PROVIDED PASSAGE:
····················
# Colorado Springs ride suggestions



## MerlinAma (Oct 11, 2005)

We've got a group traveling to Colorado August 24-25 to ride up Pikes Peak. I think we've got that figured out. Gate opens at 7:30am, start from Crystal Creek Reservoir, fee $12 (possibly less for a group). Any additional info on logistics you could suggest would be appreciated.

The other thing I'd like to get is a good route (2-3 hour ride) for the other weekend day, most likely Sunday morning. I find lots of rides on MMR but would like to get local advice for a scenic route that should have somewhat low traffic. My hunch is we will start around 8:00 - 8:30am which should help. 

Also we may be staying a little north of Colorado Springs so rides in that area would be good. A fellow I talked to at Procycling said there was a "park and ride" at Woodmen Rd and I-25 which would be a good starting place. But he didn't give me much info on a route from there.

Thanks!


----------



## Rokh On (Oct 30, 2011)

There is a small group doing an 80 mile ride this weekend originating from that park and ride. I will get their "ride with gps" info and send it to you. Unfortunately I won't be with them because I will be in Ft. Collins doing the Pro Cycling Experience ride. If the weather doesn't cooperate and changes their mind I can come up with a plan B. 

Café Velo also has weekend rides and you may want to check with them and see what they may have going on. 

cafevelobikes.com


----------



## MerlinAma (Oct 11, 2005)

Thanks for the information.


----------



## Mootsie (Feb 4, 2004)
····················
WHAT YOU NEED TO DO:
Quote the Colorado Springs ride thread above in full, word for word.

Pointing dataset excerpts
····················
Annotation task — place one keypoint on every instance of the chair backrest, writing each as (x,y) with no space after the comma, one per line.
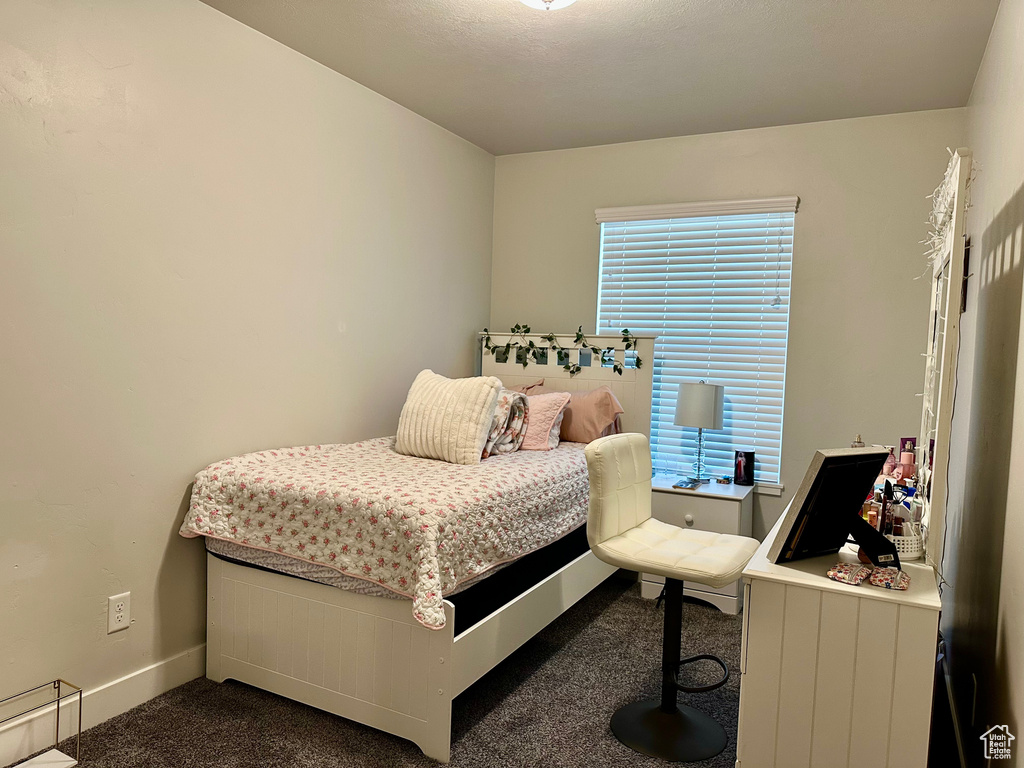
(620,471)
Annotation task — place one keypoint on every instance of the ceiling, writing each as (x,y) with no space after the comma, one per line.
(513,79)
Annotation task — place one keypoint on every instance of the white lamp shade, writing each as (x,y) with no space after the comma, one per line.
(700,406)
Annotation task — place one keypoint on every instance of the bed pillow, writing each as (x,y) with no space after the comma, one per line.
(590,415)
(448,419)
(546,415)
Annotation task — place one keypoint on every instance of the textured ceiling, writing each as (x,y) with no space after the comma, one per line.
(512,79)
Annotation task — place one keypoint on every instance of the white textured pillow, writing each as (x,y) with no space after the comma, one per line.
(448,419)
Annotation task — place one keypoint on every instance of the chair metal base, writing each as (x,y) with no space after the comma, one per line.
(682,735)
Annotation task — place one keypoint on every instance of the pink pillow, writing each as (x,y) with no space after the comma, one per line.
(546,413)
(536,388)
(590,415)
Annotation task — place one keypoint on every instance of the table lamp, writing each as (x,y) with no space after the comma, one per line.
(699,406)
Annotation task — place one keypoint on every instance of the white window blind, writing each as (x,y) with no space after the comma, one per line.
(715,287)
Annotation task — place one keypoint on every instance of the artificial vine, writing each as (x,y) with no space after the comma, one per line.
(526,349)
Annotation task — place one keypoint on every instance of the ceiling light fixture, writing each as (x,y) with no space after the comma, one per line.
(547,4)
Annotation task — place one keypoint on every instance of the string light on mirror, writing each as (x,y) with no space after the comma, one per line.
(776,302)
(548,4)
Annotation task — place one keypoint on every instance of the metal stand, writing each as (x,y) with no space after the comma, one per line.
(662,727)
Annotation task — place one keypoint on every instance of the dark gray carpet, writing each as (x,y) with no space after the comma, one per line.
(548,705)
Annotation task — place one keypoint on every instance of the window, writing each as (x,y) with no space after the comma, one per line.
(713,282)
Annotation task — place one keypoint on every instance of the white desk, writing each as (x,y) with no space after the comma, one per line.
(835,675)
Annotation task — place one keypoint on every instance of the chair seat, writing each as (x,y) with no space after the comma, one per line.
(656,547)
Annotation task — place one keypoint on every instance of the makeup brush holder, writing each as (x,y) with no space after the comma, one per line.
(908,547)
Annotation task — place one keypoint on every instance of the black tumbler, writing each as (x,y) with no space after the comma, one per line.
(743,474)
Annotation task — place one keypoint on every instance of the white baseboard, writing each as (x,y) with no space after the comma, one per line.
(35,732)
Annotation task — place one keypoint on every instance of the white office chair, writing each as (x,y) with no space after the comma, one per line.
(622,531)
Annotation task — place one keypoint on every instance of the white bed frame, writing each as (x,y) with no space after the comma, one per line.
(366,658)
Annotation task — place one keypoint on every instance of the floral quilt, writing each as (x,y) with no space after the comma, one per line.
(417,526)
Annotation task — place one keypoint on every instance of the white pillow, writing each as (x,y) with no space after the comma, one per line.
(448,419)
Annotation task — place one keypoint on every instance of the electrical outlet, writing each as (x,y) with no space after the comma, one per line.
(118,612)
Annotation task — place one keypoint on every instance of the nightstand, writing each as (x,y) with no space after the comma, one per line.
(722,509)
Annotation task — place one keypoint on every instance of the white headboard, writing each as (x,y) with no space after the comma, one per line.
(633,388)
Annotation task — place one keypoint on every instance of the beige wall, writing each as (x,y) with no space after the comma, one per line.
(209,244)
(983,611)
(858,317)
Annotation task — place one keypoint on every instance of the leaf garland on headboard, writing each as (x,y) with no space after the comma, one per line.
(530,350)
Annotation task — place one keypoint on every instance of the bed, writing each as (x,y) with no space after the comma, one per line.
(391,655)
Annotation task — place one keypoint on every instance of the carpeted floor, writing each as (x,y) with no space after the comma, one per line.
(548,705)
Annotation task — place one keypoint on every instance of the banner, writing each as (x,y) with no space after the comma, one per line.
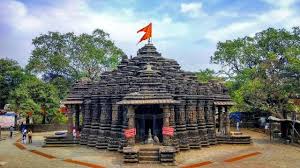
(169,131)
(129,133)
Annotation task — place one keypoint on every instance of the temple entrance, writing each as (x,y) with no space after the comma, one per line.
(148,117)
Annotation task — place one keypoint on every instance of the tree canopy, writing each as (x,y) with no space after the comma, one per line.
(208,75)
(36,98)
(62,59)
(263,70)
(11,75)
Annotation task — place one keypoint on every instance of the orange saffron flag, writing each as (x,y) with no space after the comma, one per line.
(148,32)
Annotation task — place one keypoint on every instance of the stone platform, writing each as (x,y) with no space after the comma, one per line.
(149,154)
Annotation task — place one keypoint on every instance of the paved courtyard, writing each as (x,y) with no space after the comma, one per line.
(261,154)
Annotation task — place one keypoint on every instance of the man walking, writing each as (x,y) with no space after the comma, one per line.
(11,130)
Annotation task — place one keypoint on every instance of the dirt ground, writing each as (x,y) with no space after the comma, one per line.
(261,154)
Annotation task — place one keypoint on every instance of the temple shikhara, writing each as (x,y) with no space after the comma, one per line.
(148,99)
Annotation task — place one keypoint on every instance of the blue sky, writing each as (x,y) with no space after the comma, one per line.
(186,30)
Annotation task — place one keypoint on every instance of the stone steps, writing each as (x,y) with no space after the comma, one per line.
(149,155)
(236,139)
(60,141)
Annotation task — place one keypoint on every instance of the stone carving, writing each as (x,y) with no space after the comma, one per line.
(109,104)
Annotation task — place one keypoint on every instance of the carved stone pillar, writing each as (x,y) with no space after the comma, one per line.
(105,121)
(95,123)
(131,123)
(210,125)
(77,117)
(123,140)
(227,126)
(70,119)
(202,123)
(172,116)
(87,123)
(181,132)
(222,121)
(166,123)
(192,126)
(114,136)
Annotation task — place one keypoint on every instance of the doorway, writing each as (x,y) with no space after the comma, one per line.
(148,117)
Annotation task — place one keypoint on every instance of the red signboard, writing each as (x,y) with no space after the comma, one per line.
····················
RESULT OF THIS TASK:
# Colorado Springs ride suggestions



## MerlinAma (Oct 11, 2005)

We've got a group traveling to Colorado August 24-25 to ride up Pikes Peak. I think we've got that figured out. Gate opens at 7:30am, start from Crystal Creek Reservoir, fee $12 (possibly less for a group). Any additional info on logistics you could suggest would be appreciated.

The other thing I'd like to get is a good route (2-3 hour ride) for the other weekend day, most likely Sunday morning. I find lots of rides on MMR but would like to get local advice for a scenic route that should have somewhat low traffic. My hunch is we will start around 8:00 - 8:30am which should help. 

Also we may be staying a little north of Colorado Springs so rides in that area would be good. A fellow I talked to at Procycling said there was a "park and ride" at Woodmen Rd and I-25 which would be a good starting place. But he didn't give me much info on a route from there.

Thanks!


----------



## Rokh On (Oct 30, 2011)

There is a small group doing an 80 mile ride this weekend originating from that park and ride. I will get their "ride with gps" info and send it to you. Unfortunately I won't be with them because I will be in Ft. Collins doing the Pro Cycling Experience ride. If the weather doesn't cooperate and changes their mind I can come up with a plan B. 

Café Velo also has weekend rides and you may want to check with them and see what they may have going on. 

cafevelobikes.com


----------



## MerlinAma (Oct 11, 2005)

Thanks for the information.


----------



## Mootsie (Feb 4, 2004)